WHAT IS REQUIRED -
Once the pictures are removed, restate the listing word for word.
::: MATERIAL FOR THE TASK :::
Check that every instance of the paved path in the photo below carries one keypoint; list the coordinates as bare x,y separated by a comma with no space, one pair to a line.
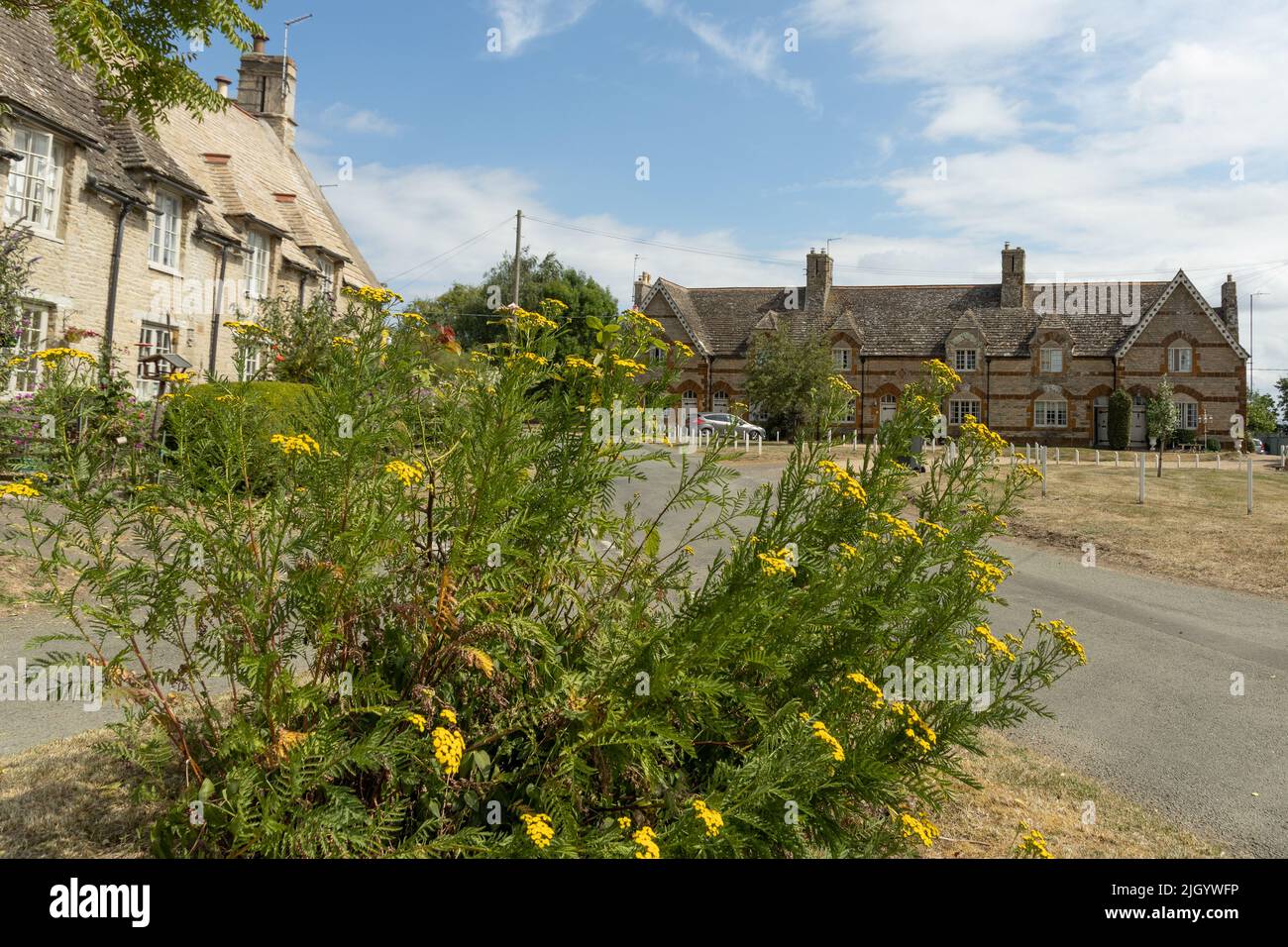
1150,715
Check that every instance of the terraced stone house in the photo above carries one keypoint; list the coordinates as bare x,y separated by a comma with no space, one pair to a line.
155,243
1037,363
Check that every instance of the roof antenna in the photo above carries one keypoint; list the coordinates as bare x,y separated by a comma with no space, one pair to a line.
286,39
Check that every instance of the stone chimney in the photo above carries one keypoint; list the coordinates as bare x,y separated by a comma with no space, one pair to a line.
1013,277
642,287
818,278
262,91
1231,305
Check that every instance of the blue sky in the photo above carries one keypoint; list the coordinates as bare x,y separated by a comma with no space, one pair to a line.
1107,138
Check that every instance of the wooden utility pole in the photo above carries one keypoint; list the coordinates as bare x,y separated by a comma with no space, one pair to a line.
518,249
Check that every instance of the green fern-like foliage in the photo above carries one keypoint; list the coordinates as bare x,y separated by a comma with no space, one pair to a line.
445,628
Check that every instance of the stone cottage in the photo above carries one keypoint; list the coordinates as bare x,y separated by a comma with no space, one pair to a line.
1037,363
155,243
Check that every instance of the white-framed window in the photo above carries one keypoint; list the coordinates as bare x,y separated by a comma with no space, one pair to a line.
960,407
33,334
35,182
326,275
252,364
257,264
155,338
1188,415
1051,414
166,224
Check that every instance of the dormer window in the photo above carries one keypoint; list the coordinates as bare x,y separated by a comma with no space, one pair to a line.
257,264
326,275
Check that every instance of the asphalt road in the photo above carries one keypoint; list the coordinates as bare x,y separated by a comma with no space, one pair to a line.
1150,715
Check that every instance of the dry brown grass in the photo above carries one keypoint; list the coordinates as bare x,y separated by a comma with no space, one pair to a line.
1020,785
65,799
1193,527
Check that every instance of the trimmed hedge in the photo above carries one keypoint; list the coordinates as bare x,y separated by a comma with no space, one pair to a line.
1120,420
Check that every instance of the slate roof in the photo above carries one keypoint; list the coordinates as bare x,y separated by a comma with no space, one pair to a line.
124,158
893,320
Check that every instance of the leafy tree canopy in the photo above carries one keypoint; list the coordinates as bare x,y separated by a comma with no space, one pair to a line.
786,371
471,309
138,52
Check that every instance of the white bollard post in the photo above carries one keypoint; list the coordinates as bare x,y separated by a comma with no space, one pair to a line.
1249,484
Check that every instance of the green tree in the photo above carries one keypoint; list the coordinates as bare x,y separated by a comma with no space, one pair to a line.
140,51
1120,420
786,375
1160,416
1261,414
471,309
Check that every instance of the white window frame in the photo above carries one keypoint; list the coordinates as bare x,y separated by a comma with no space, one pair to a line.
155,338
34,188
326,270
1173,359
166,231
960,407
1047,407
253,361
257,264
33,337
1186,415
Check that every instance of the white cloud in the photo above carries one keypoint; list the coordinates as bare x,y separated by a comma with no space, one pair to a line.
758,53
403,217
971,111
524,21
944,39
361,121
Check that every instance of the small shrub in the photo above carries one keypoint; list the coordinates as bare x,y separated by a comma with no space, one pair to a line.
1120,420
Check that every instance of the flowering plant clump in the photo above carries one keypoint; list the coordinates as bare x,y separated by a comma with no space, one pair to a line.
445,628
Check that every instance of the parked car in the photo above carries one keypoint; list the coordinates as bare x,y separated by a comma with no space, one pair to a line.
:::
SOLUTION BELOW -
Check that every instance of the paved path in the photo below carries one keypoint; list the coordinates as bare x,y separated by a comma with no space, one pair to a line.
1150,715
Check that every instance of the terraced stone house in the photo above carries one keypoint; list the coordinates as bare x,y separated by a comma with no space, one pair to a line.
155,243
1037,363
Check that every instance of the roof antenna in the photo above carries one keypoint; list the coordinates as bare x,y separated by a comma with no space, one pair to a line.
286,39
Check that every instance of the stone chimney in the photo above carries one keypoint; list the coordinates as bare x,y separated by a comma with no space, one pair to a line.
1013,277
642,287
818,278
262,91
1231,305
Check that every instance of the blue sky in the photo above carries one keypoint; list the coordinates as bare x,y separated by a comma with no space, one pair to a line.
1107,138
Check that every instance of the wooden utility pole in the photo above carries one keypoint; list the coordinates as bare x,y separated by a comma with no space, one pair to a line.
518,249
Check that every instance of the green fern-like foliage in the photo above carries one keypoint; list the coordinates as bare x,y separated by a comma with no space, one pair to a line.
445,628
Check that every instance of the stone cottage in the photo above carries one keypoint; list the coordinates as bare x,y separated by a comma with no space, one pair to a line.
1037,363
155,243
Check that every instance of the white-framed window in the photo above carries one keypoint; list the coordinates as bare x,y separated by a comma with no space, one pair to a line.
960,407
33,334
35,182
326,275
252,364
257,264
155,338
1188,415
1051,414
166,224
Check that every instance of the dormer window in the photo above carries one keypoint; list the coordinates as bare x,y separated by a comma with no space, one pair to a line.
257,264
326,275
Check that every instance of the asphalt road in the photo above carries one keypoint; list the coordinates as bare x,y separated by a comma with no space, one pair to a line.
1150,715
Check that every instance of the dry brown grass in the photo above carries one keypoint; list the coordinates as bare x,y separated by a comma with no space, one pair to a line.
1020,785
65,799
1193,527
Check that every instance of the trimmed hedge in the photo above carries one keypoint; list the coordinates as bare x,y separated by a comma with no space, one pair to a line.
1120,420
Check that every instance of the slate roof in the photo above carries one keypoint; list the coordinates as bare x,y separated by a comma with no space, one pair to a line.
124,158
893,320
Check that every instance of the leafy tree canopy in the photo above carries one keypoint; list the coordinates as bare x,y separated by a comma with no space, one pair to a line.
786,371
471,309
138,52
Check that every instance of the white bollard post in the photo above carries one keypoint; list the coordinates as bare x,y separated by a comma with no space, one pair to a line.
1249,484
Check that every instance of the green tree in the photo above carries one keypoint; list the coordinates as bare x,y separated by a comma with no space, one pair to a line.
140,51
1120,420
786,375
1160,416
1261,414
471,309
Check that every instance of the white window frame in the photo above carries one keypoint; list the coordinates as bare x,y separated by a comma with no space, one pair to a line.
155,338
34,188
326,270
1173,359
166,231
960,407
1047,407
253,361
257,264
33,337
1186,415
Check that every instance of the white cloud in the photo above carries one keypoint; list the coordinates as bare x,y separated by a comma with no space, one pair to a line.
758,53
403,217
971,111
524,21
944,39
361,121
Check that every instance of the small shrub in the photo above carries one keypoint; list the coordinates as bare x,y separated by a comma with no space, one pair to a line.
1120,420
Check that every instance of the flowering plant clump in the photo above carries one keypoint; list the coordinates as bare x,y separated by a comma with no space, one pair to a line.
445,628
Check that every instance of the parked car in the photo above carries one keypoint; list the coordinates as bare x,y separated by a comma with no space, one pair to a line.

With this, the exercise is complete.